== Selected text ==

But why do good if nobody notices? Well, let’s turn that on its head. Is a law a law if nobody enforces it? Evidently not. A dearth of traffic policing leads to higher speeds on the roadways and more deaths. Slashing IRS staffs leads to an increase in tax evasion. In the minds of many, if it is not enforced, I don’t have to follow it. And these are some of the same people who are warning us of a coming police state! By their actions today they are saying they will not be responsible citizens until there is supervision and enforcement, a police state!

Christians do good even when nobody notices. It doesn’t even work into our calculations. We have a Savior in heaven. We love him. We want to serve him. He tells us to love one another, to pack in the forgiveness. That’s why we do it. It is what we were made for. So even if I live in a little town where there is only one police cruiser and I saw it parked by the local café for his lunch break, I’m not going to put the pedal to the metal and speed down the village streets. If I know the odds of me being audited are practically zero, I am still going to fill out my tax forms as honestly as I would if I got advance notice that I was going to be subject to a spot audit.

===
== Entries ==

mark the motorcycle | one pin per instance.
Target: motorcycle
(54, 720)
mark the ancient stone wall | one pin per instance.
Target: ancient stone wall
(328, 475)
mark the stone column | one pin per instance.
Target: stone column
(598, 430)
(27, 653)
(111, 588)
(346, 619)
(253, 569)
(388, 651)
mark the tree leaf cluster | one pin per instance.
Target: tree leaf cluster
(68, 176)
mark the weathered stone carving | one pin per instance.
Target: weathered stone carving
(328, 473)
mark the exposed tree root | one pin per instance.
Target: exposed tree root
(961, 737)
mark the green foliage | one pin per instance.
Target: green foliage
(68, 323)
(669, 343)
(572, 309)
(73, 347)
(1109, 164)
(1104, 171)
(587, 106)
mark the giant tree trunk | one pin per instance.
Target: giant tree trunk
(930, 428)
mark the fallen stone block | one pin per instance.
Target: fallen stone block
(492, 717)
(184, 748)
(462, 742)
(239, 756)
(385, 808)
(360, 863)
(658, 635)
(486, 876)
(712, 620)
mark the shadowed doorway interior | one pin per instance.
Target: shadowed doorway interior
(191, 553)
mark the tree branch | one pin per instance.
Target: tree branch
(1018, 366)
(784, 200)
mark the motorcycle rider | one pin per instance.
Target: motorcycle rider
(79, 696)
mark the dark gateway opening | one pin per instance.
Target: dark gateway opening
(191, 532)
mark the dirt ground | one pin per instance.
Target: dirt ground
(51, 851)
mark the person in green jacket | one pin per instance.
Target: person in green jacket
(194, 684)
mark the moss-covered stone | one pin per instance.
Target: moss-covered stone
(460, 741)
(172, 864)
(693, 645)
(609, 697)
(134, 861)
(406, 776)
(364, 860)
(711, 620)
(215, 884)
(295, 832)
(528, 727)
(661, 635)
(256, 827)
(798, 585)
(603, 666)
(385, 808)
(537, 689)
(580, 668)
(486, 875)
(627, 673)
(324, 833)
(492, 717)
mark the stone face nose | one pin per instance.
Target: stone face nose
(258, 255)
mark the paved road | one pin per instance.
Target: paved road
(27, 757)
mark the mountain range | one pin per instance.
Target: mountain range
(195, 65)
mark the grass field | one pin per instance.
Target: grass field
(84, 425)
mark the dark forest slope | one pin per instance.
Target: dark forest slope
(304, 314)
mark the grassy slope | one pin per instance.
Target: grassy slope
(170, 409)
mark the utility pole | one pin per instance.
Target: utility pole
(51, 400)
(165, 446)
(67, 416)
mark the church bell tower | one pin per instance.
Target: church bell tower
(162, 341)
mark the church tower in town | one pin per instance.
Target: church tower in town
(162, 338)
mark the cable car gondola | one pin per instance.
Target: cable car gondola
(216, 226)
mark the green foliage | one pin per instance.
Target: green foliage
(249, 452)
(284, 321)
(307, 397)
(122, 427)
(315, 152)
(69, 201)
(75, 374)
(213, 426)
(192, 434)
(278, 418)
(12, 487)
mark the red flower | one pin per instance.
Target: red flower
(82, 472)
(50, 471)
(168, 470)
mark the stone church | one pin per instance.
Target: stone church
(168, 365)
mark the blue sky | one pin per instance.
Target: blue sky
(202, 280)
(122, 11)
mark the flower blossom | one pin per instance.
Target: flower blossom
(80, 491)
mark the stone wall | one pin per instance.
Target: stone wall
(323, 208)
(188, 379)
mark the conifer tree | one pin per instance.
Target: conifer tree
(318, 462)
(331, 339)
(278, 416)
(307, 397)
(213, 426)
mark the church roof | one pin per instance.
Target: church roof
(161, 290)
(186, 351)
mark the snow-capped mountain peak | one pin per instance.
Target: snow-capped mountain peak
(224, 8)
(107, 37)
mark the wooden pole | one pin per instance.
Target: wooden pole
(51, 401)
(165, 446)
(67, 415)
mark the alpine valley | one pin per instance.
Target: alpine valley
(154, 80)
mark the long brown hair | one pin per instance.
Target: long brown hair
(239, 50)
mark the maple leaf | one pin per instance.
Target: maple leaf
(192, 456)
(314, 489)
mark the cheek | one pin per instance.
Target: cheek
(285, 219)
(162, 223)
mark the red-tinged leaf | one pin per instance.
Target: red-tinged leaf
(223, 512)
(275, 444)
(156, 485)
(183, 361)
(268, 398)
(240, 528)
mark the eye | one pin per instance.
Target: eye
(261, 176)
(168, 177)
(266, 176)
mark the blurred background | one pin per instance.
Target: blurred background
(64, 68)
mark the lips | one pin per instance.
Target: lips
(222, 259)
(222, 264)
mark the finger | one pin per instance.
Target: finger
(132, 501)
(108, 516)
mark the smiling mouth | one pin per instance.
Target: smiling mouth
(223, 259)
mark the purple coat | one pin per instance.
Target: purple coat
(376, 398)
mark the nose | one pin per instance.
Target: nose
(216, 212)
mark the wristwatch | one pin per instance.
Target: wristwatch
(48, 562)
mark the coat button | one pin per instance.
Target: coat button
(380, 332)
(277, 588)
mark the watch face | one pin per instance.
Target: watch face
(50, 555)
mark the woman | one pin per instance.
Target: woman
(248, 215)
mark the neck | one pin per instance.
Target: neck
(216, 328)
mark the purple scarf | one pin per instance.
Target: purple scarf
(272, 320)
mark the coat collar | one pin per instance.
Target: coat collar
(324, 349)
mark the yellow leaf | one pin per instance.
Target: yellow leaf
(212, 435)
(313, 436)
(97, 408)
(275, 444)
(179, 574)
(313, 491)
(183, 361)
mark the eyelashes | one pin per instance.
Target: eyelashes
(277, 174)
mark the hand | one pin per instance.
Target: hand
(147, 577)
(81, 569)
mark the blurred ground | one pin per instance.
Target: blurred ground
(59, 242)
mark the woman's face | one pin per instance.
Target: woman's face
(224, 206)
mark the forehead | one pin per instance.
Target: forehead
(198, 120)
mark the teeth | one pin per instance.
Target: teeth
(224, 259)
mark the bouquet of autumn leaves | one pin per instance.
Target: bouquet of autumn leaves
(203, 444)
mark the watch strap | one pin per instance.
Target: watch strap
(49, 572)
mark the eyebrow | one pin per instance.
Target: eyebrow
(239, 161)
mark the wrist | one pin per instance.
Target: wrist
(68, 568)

===

**Written problem 1**
In the text on doing good when nobody notices, what does cutting IRS staffs lead to?
**Written problem 2**
Resume the text on doing good when nobody notices, picking up after its final sentence.

**Task answer 1**
An increase in tax evasion.

**Task answer 2**
The outcome is not the issue. The action is. Let’s bring the discussion home. Let’s look at a marriage, a family. And we all have been in families, even if we are living alone now. Families stay together through forgiveness. It is impossible for a family, a marriage, to stay together if there is constant war between the parties. Do I forgive only to be forgiven? No, we forgive because the other person seeks forgiveness, asks for forgiveness, repents, if you need the proper religious terminology. Will our forgiveness be misused? I would have to say, yes! Just from looking at my own growing years, I said I was sorry over and over and over again. And I meant it! If I knew I was going to get into that much trouble I never would have done it—do I look stupid? But I kept doing stuff which my parents did not appreciate and sometimes had to pay for out of a very tight family budget. I abused their forgiveness. But they didn’t put out a classified ad in the local newspaper, “Five year old boy for sale, as is. Best offer accepted.” They kept at it.

Or consider a marriage. Of course husbands and wives take advantage of each other’s forgiveness. But they keep on forgiving and loving. If they would have spent the last twenty-five, forty years so hunkered down protecting themselves against the other abusing their forgiveness, they would have missed some of the most wonderful, spontaneous moments of their lives. To love means to make yourself vulnerable.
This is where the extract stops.